# WHAT TO WORK ON
Arrange the records below as a two-column CSV with the columns "text" and "answer". Give one row per record, put each field in quotes with its line breaks turned into spaces, and leave the pictures out.

# MATERIAL
** begin **

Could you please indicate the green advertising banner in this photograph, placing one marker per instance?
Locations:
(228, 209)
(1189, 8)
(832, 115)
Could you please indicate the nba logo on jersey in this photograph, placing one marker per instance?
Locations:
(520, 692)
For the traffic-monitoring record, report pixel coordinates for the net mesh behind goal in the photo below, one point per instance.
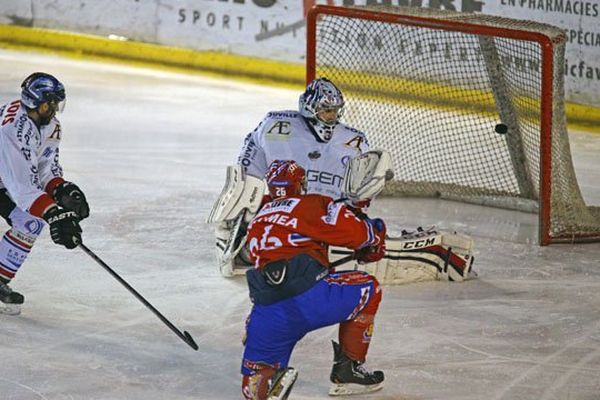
(435, 88)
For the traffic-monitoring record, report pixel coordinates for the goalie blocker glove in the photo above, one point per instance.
(69, 196)
(64, 227)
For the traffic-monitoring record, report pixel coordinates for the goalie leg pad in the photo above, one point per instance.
(241, 192)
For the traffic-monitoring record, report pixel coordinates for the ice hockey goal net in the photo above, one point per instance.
(433, 87)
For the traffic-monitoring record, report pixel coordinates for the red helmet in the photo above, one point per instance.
(285, 178)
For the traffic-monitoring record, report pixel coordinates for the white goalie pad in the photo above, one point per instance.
(241, 192)
(418, 256)
(366, 175)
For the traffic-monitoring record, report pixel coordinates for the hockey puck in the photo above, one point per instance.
(501, 129)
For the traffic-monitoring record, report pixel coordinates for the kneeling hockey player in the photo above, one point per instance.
(294, 292)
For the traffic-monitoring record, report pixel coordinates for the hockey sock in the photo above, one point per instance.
(256, 385)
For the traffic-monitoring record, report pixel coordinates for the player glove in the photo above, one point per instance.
(69, 196)
(64, 227)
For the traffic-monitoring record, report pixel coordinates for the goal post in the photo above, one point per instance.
(470, 106)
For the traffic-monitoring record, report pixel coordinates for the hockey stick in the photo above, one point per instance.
(185, 336)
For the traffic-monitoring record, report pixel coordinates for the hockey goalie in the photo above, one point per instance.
(412, 256)
(340, 165)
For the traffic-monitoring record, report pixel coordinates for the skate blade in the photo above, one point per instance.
(10, 309)
(345, 389)
(282, 388)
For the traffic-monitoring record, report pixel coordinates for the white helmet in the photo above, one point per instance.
(322, 96)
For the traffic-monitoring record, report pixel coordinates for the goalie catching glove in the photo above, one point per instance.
(64, 227)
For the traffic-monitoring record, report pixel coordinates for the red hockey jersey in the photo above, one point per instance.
(286, 227)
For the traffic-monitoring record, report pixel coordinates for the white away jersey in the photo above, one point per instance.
(286, 135)
(28, 155)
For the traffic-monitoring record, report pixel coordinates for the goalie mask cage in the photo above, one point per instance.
(433, 86)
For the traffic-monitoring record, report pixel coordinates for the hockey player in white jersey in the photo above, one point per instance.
(32, 189)
(314, 137)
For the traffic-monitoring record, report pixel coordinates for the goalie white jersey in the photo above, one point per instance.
(286, 135)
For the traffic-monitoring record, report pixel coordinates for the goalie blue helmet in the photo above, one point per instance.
(39, 88)
(322, 104)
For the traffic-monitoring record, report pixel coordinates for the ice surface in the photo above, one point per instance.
(149, 149)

** end **

# TASK RESPONSE
text,answer
"Could you please indicate the green advertising banner in this photograph, placing one marker per instance? Locations:","(228, 209) (1189, 8) (832, 115)"
"Could you please indicate the nba logo on jersey in this photograph, placing one marker per instance? Locations:","(520, 692)"
"For the traffic-monitoring record, report pixel coordinates for the net mesh behind goal in the photo below, one point per instance.","(435, 88)"
"For the traffic-monitoring record, report pixel coordinates for the goalie blocker glove in the photo above, one point per instance.","(69, 196) (64, 227)"
"For the traffic-monitoring record, report pixel coordinates for the goalie leg pad in the photo above, one point per instance.","(241, 192)"
"For the traffic-monitoring record, report pixel coordinates for the ice hockey goal net in the photo above, one point per instance.","(433, 87)"
"For the traffic-monitoring record, report pixel coordinates for the red helmet in the photo above, one point per instance.","(285, 178)"
"For the traffic-monitoring record, report pixel coordinates for the white goalie pad in the photo above, one point per instance.","(241, 192) (418, 256) (366, 175)"
"For the traffic-monitoring record, report pixel coordinates for the hockey puck in the photo above, one point per instance.","(501, 129)"
"For the traffic-monitoring record, report pixel coordinates for the kneeling hockey player in the photo above, one point per instance.","(294, 292)"
"For the traffic-monitoring record, report pixel coordinates for the hockey sock in the photo above, one point per instance.","(256, 385)"
"For the traffic-monitoring record, report pixel coordinates for the player glove in the photo above, one point per instance.","(69, 196) (64, 227)"
"For the traffic-monitoring record, report pixel coordinates for the goal post in the photo above, one point per instance.","(470, 106)"
"For the traffic-monitoring record, report pixel coordinates for the hockey stick in the photo above, one point per instance.","(185, 336)"
"For the traffic-monitoring record, report pixel coordinates for the hockey goalie in the photo above, one point per instance.","(412, 256) (340, 165)"
"For the traffic-monitoring record, report pixel coordinates for the skate blade in the photo above, one point per instance.","(10, 309) (345, 389) (282, 388)"
"For the traffic-monitoring record, report pixel coordinates for the white helmet in the photo above, one point per instance.","(322, 96)"
"For the traffic-monitoring record, report pixel coordinates for the goalie catching glove in the photo above, one point per instance.","(64, 227)"
"For the traffic-monitoring record, report pixel coordinates for the red hockey jersey in the photo above, one point per instance.","(286, 227)"
"For the traffic-monitoring record, report pixel coordinates for the white away jersey in the photo above, one point per instance.","(286, 135) (28, 155)"
"For the traffic-monitoring record, report pixel coordinates for the goalie mask cage in the photo above, one point per instance.","(433, 86)"
"For the traffic-monitoring record, report pixel coordinates for the hockey player in white jersey in the photo above, one point per instance.","(32, 189) (314, 137)"
"For the traffic-monitoring record, report pixel coordinates for the goalie white jersey in the photo above, one point per instance.","(286, 135)"
"For the traffic-monitoring record, report pixel coordinates for the goalie blue helmet in the photo above, one point per instance.","(39, 88) (322, 104)"
"For the traffic-monitoring record, report pixel coordinates for the ice surface in the photo above, one point per instance.","(149, 149)"